SUPPLIED TEXT
───
Re: Elderly Care--What I have learned


@smoochy wrote:

@Sooner wrote:

@Carmie wrote:

@Laura14   I am not willing to have my taxes pay for an Empty nursing home room. Some people in a nursing facility go to the hospital for weeks....then they pass away and never return to the nursing home.

 

Our healthcare system cannot afford to pay for empty rooms.

 

It is also not right when somone is turned away because there are no beds available because they are being held for somone who may or may not return.


My friend was in the hospital for almost 30 days for surgery and complications after she fell on a previously broken hip.  When she went back to the rehab nursing facility, she was given a different room.

 

If a room was not available, I would have had to make arrangements at another facility. Luckly, I didn't have to.

 

These nursing facilities are not motels, they provided medical care.  If you are not there receiving medical care, then you don't need the room.

 

This issue happens, but not too often.  Nursing facilities are mostly understanding, but they can't break the law.  It is not lawful for them to hold an unpaid room and turn  others away. They could lose their license.

 

Most of these people in nursing homes are on Welfare/Medicaid, using taxpayers money.  Medicare does not pay for nursing  care unless you are getting skilled care and they only cover up to 100 days.

 

If you can pay for your own care, they will guarantee to hold your room.

 

No one is going to become homeless.  That is just silly.  The hospital social workers will help find a room in another nursing center.

 

They have a list of places that have room.  You can choose from the list and they will take care of making arrangements for you.
───
SUPPLIED INFORMATION
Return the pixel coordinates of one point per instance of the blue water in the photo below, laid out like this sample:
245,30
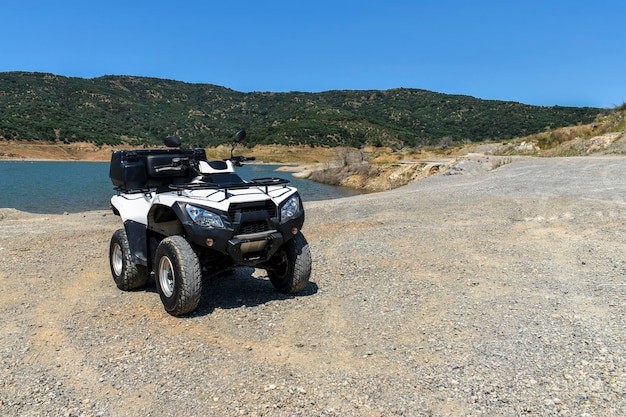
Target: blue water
58,187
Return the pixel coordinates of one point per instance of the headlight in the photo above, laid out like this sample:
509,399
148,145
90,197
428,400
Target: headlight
204,217
290,209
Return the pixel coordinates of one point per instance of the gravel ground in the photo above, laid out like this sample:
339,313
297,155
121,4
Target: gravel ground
487,293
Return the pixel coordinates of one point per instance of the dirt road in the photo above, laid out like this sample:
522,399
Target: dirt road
488,293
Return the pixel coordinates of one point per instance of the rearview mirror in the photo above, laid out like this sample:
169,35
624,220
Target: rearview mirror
172,142
240,136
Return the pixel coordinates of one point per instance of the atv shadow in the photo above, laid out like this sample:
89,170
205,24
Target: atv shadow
247,287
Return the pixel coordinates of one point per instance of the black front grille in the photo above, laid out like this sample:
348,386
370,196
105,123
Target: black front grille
253,217
253,227
267,206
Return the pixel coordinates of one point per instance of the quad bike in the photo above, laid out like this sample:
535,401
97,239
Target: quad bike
186,218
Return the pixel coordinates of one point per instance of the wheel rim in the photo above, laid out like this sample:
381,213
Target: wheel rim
166,276
117,260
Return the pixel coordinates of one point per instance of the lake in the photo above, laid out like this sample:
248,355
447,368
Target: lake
57,187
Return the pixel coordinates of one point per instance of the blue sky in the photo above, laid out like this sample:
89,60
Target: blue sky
542,52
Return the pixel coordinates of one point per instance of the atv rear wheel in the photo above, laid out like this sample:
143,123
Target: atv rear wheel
291,266
126,274
178,275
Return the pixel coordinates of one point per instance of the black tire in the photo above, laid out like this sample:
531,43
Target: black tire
126,274
291,266
178,275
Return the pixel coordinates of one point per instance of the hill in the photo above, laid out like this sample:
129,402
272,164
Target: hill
136,111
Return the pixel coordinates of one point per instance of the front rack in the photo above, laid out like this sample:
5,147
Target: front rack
───
REQUIRED WORK
**a)** In the elderly care post, up to how many days of nursing care does Medicare cover?
**b)** Carry on the elderly care post from its last sentence.
The rows have nothing to do with the elderly care post.

RESPONSES BY ITEM NUMBER
**a)** Up to 100 days, and only when skilled care is being received.

**b)**
 


@Carmie What about people who have been a facility a long time but may make short trips to the hospital for adjustment of meds, cases of pneumonia, x-rays from a fall or a few days to set the arm, leg or whatever, for observation, etc. etc.?  LOTS of quick hospital trips are made.

 

So you just want to dump 'em out at another facility where they don't know a soul?  Don't have their things, don't fit in?  Really?  Do you know what chaos this would be?

 

I have a total number of 16 years of people in nursing homes that I have been responsible for.  You have no idea what this would cause.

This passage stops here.